> [Action item] The entries below should be repeated exactly, with no pictures carried over.

> [Exercise data]
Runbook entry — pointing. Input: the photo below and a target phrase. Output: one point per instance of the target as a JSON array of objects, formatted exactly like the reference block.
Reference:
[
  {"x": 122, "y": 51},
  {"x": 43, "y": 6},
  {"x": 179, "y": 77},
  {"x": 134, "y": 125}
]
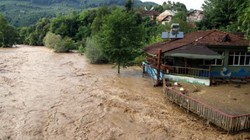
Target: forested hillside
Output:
[{"x": 27, "y": 12}]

> [Solution to the problem]
Runbook entry — pointing. Input: the photo below and a target phrase. Output: one point per instance of the target as a JSON array of objects, formatted exactly like the reference block.
Reference:
[
  {"x": 122, "y": 51},
  {"x": 43, "y": 6},
  {"x": 179, "y": 77},
  {"x": 134, "y": 125}
]
Target: forested hillside
Output:
[{"x": 27, "y": 12}]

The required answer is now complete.